§ **GIVEN TEXT**:
==============================

I was just about to put my toothbrush into my mouth, but luckily, I always run it under the water before I apply the toothpaste. A BROWN RECLUSE CRAWLED OUT OF THE BRISTLES!!!

I can imagine this in high-budget, arthouse horror cinematic detail. I even heard a creepy violin score while I read it. I don't hate spiders at all, in fact, I think they are really quite beautiful, but wishing to avoid a brown recluse is downright reasonable. Venom from their bites cause can necrosis, which is the death of body tissue. This doesn't happen from every or even most brown recluse bites, but again, I am empathetic to the fear of it.

The bad news is that Lubbock is situated well within the geographic range in which brown recluse spiders reside. It would be impossible to completely brown recluse- proof your house. These spiders love dark, secluded places like, "the back of cabinets, storage closets, crevices, and basements." However, you can limit the appeal of your house by eliminating excess cardboard, which reminds them of their favorite outdoor habitat, rotting wood. Moving stored items from cardboard boxes to plastic tubs may be a good idea. Sealing cracks can also help, in addition to removing nearby outdoor wellsprings for spiders like piles of wood. Vacuuming and dusting regularly is also recommended.

Of course, you can do all that and still end up with a brown recluse. Remember, brown recluse spiders are often misidentified, so don't panic. If its just one, I'd squish it (engage at your own risk) or if I was feeling really brave I'd relocate it (again, at your own risk/peril). If you think that your house is infested with multiple brown recluse spiders, you can use sticky spider traps and/or diatomaceous earth for a non-toxic response. Commercial spider killers are available, but honestly at that point I personally would call in a professional. I'd rather an expert handle toxic chemicals on my behalf.

Spiders are shy, solidary critters whose benefits almost always outweigh their harm, but I'm certainly not asking you to co-exist with a venomous one in your home.

==============================

(Saved entries)
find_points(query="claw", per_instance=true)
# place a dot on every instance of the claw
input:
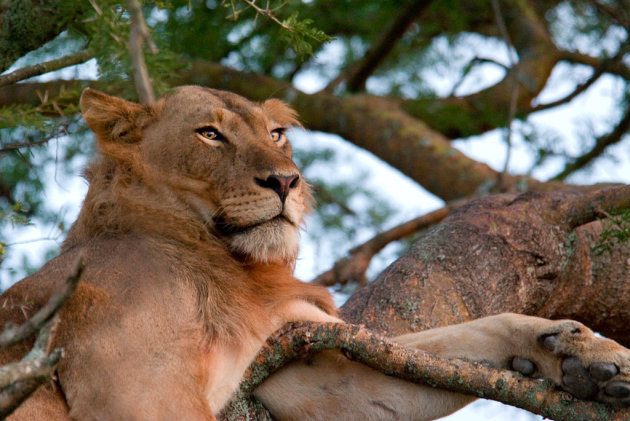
(576, 379)
(523, 366)
(618, 390)
(550, 342)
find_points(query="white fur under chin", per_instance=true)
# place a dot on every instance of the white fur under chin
(276, 240)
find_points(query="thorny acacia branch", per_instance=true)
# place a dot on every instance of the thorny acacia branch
(353, 267)
(20, 379)
(297, 340)
(12, 335)
(138, 35)
(358, 72)
(45, 67)
(61, 130)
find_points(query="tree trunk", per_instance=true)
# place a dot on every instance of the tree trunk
(530, 253)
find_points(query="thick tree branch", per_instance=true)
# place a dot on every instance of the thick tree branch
(489, 108)
(373, 123)
(138, 35)
(618, 68)
(20, 379)
(353, 267)
(48, 66)
(601, 143)
(300, 339)
(12, 335)
(530, 253)
(25, 25)
(357, 74)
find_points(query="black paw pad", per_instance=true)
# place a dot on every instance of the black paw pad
(619, 390)
(523, 366)
(576, 379)
(603, 371)
(549, 342)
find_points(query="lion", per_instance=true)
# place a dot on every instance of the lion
(190, 236)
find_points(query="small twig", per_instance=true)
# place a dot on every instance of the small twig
(48, 66)
(471, 64)
(587, 207)
(297, 340)
(13, 335)
(5, 147)
(21, 379)
(29, 368)
(353, 267)
(138, 35)
(268, 13)
(578, 90)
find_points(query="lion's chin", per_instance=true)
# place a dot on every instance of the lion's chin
(272, 241)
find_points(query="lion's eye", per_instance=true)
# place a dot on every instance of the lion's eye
(277, 135)
(211, 133)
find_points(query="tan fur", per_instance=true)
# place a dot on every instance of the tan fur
(190, 252)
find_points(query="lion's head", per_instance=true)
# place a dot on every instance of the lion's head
(208, 155)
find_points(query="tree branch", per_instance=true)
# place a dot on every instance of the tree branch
(353, 267)
(357, 74)
(618, 68)
(12, 335)
(20, 379)
(48, 66)
(26, 25)
(421, 153)
(530, 253)
(601, 143)
(297, 340)
(138, 35)
(62, 129)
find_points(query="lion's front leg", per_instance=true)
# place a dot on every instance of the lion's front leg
(564, 351)
(567, 352)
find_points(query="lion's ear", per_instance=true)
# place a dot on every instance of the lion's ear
(281, 113)
(112, 119)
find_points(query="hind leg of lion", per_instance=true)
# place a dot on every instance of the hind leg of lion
(329, 386)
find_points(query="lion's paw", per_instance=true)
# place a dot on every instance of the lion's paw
(592, 368)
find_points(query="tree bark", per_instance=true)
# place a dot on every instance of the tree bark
(526, 253)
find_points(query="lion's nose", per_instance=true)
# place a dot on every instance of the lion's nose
(281, 184)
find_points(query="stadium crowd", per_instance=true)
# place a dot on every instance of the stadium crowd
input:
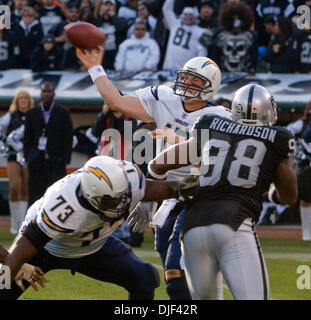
(241, 36)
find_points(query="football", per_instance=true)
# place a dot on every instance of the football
(84, 35)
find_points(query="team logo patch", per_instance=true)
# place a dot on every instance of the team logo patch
(100, 174)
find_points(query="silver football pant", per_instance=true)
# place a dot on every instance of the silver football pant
(237, 254)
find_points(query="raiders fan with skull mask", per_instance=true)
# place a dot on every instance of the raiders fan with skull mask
(235, 48)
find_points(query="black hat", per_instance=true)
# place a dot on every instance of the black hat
(48, 38)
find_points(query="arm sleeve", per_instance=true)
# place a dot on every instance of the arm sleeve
(154, 56)
(120, 57)
(68, 136)
(5, 121)
(148, 98)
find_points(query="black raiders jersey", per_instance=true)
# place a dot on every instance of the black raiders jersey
(238, 164)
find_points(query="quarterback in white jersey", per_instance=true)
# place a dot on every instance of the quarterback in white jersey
(167, 109)
(196, 83)
(70, 227)
(184, 39)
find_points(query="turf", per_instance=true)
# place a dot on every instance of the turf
(283, 257)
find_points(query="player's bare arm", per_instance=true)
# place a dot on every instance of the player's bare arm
(286, 183)
(126, 104)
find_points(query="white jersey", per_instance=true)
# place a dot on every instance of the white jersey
(75, 230)
(167, 109)
(183, 43)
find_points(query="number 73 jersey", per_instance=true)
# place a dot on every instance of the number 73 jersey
(239, 161)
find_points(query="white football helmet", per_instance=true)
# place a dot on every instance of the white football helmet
(105, 186)
(253, 104)
(203, 68)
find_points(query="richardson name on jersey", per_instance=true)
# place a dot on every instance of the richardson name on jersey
(262, 132)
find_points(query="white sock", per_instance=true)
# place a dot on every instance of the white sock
(305, 214)
(23, 206)
(14, 212)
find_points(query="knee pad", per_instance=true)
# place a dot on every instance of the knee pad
(177, 289)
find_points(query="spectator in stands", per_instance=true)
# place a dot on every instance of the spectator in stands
(269, 24)
(184, 38)
(16, 15)
(279, 53)
(25, 36)
(160, 33)
(70, 61)
(6, 49)
(17, 171)
(128, 11)
(208, 17)
(114, 27)
(47, 56)
(139, 53)
(49, 15)
(302, 51)
(47, 143)
(235, 47)
(144, 15)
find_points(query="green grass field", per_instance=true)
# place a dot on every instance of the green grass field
(282, 257)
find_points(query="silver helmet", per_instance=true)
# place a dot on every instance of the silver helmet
(254, 105)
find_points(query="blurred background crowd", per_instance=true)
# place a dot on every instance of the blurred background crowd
(241, 36)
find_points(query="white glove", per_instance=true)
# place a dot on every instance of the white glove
(26, 272)
(140, 216)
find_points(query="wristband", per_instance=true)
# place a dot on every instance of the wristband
(96, 72)
(155, 175)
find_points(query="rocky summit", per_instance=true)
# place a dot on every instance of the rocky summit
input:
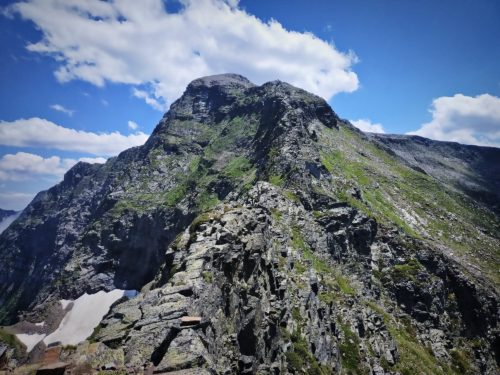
(256, 232)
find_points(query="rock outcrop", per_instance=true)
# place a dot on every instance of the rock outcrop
(265, 235)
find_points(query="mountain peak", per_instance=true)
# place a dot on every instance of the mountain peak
(225, 80)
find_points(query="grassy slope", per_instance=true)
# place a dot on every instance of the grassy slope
(417, 203)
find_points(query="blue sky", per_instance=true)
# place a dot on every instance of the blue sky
(88, 80)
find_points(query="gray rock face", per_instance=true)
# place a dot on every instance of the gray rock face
(251, 251)
(473, 170)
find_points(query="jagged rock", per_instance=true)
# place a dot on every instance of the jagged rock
(264, 235)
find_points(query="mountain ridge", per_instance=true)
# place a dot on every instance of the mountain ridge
(264, 235)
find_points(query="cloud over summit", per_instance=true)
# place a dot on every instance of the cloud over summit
(158, 51)
(464, 119)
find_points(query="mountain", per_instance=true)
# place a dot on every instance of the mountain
(258, 232)
(6, 218)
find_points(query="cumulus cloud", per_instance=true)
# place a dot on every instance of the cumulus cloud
(145, 44)
(367, 126)
(60, 108)
(37, 132)
(14, 200)
(464, 119)
(24, 166)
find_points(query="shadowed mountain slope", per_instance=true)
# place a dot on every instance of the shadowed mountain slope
(266, 235)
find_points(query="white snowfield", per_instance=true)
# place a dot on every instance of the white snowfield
(88, 310)
(30, 340)
(79, 323)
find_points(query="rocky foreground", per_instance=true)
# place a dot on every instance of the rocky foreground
(257, 232)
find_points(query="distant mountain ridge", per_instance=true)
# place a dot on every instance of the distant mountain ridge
(474, 170)
(263, 234)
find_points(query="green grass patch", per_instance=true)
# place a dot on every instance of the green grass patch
(300, 360)
(276, 180)
(415, 358)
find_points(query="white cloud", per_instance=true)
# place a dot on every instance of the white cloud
(143, 44)
(37, 132)
(60, 108)
(367, 126)
(156, 104)
(464, 119)
(24, 166)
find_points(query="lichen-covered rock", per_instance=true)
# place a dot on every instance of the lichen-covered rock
(265, 236)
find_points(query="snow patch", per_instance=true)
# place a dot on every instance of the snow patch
(86, 313)
(30, 340)
(65, 303)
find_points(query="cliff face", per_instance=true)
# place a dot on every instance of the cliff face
(267, 235)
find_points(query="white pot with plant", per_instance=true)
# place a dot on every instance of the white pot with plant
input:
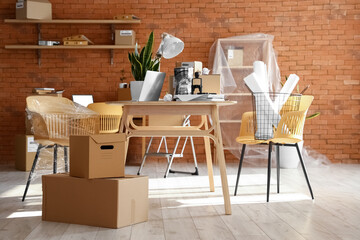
(140, 63)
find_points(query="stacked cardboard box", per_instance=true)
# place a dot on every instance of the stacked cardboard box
(97, 192)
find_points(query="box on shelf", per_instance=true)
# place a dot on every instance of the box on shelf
(97, 156)
(126, 17)
(235, 57)
(124, 94)
(211, 83)
(110, 202)
(76, 43)
(124, 37)
(33, 9)
(25, 150)
(77, 38)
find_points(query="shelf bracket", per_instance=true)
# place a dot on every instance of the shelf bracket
(39, 31)
(38, 52)
(112, 56)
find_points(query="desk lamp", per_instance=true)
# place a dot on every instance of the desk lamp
(170, 46)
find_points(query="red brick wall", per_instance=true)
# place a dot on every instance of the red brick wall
(318, 40)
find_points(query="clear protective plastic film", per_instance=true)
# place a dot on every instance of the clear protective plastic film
(233, 58)
(53, 120)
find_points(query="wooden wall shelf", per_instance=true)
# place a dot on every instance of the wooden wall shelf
(74, 21)
(38, 48)
(70, 47)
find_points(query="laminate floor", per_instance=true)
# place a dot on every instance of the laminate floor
(181, 207)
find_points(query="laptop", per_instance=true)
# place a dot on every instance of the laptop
(152, 86)
(83, 100)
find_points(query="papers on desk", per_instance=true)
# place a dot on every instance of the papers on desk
(199, 97)
(268, 105)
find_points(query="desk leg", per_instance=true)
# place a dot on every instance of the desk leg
(221, 159)
(208, 157)
(125, 120)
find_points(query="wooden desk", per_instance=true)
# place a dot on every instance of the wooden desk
(182, 108)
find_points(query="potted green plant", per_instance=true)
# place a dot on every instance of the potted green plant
(140, 63)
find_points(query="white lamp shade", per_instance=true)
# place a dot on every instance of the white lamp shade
(170, 46)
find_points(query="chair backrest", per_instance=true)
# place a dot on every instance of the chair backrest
(49, 104)
(54, 119)
(305, 102)
(291, 126)
(110, 116)
(166, 120)
(83, 100)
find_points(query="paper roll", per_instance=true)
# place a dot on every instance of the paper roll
(261, 71)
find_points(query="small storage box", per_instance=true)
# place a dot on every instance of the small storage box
(97, 156)
(111, 202)
(33, 9)
(124, 37)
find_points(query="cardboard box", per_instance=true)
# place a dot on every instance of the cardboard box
(25, 151)
(124, 37)
(211, 83)
(111, 202)
(196, 65)
(77, 38)
(124, 94)
(33, 9)
(235, 57)
(97, 156)
(76, 43)
(126, 17)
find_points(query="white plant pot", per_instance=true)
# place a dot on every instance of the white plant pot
(289, 157)
(135, 89)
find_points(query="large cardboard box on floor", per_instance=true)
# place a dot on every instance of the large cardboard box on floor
(110, 202)
(33, 9)
(124, 37)
(25, 150)
(97, 156)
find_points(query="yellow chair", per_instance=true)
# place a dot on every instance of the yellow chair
(288, 133)
(110, 116)
(53, 120)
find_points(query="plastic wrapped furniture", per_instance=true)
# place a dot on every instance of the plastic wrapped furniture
(288, 133)
(110, 116)
(53, 120)
(170, 156)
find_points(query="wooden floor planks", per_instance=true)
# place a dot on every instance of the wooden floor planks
(182, 207)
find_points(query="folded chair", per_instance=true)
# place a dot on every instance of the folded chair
(170, 155)
(288, 133)
(53, 120)
(110, 116)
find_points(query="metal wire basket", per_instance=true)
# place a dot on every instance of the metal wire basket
(268, 108)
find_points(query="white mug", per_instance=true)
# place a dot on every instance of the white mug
(123, 85)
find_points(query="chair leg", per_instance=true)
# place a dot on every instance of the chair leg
(304, 169)
(269, 173)
(239, 169)
(278, 167)
(66, 160)
(143, 161)
(32, 171)
(172, 158)
(194, 155)
(55, 159)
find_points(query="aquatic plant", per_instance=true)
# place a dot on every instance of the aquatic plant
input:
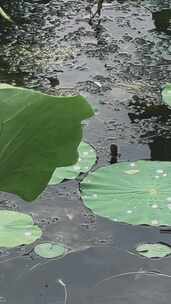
(38, 133)
(4, 15)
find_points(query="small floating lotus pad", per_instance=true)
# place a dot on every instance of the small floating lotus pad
(87, 158)
(135, 193)
(166, 94)
(153, 250)
(17, 229)
(49, 250)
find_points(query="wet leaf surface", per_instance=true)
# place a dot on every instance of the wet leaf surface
(153, 250)
(49, 250)
(17, 229)
(135, 193)
(39, 132)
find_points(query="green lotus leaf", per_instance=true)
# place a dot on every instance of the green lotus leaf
(4, 15)
(17, 229)
(49, 250)
(38, 133)
(166, 94)
(154, 250)
(87, 158)
(135, 193)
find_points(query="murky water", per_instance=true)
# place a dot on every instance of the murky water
(120, 66)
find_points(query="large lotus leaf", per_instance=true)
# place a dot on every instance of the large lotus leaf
(157, 250)
(166, 94)
(135, 193)
(49, 250)
(16, 229)
(87, 158)
(38, 133)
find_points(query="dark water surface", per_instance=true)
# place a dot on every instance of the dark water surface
(120, 66)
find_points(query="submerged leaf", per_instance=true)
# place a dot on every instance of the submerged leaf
(87, 158)
(166, 94)
(154, 250)
(17, 229)
(49, 250)
(135, 193)
(38, 133)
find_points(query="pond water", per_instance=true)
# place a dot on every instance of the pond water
(120, 65)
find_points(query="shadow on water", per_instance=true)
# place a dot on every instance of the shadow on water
(50, 45)
(162, 21)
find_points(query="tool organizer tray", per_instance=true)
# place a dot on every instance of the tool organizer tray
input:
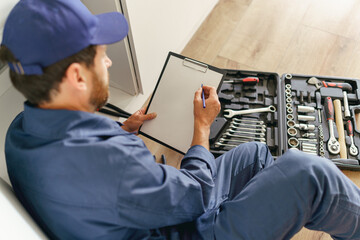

==============================

§ **INSTRUCTIONS TO FOLLOW**: Please translate this sentence from the text about brown recluse spiders into Spanish: "Vacuuming and dusting regularly is also recommended." You won't need the rows for this.

§ **RESPONSE AREA**: También se recomienda pasar la aspiradora y quitar el polvo con regularidad.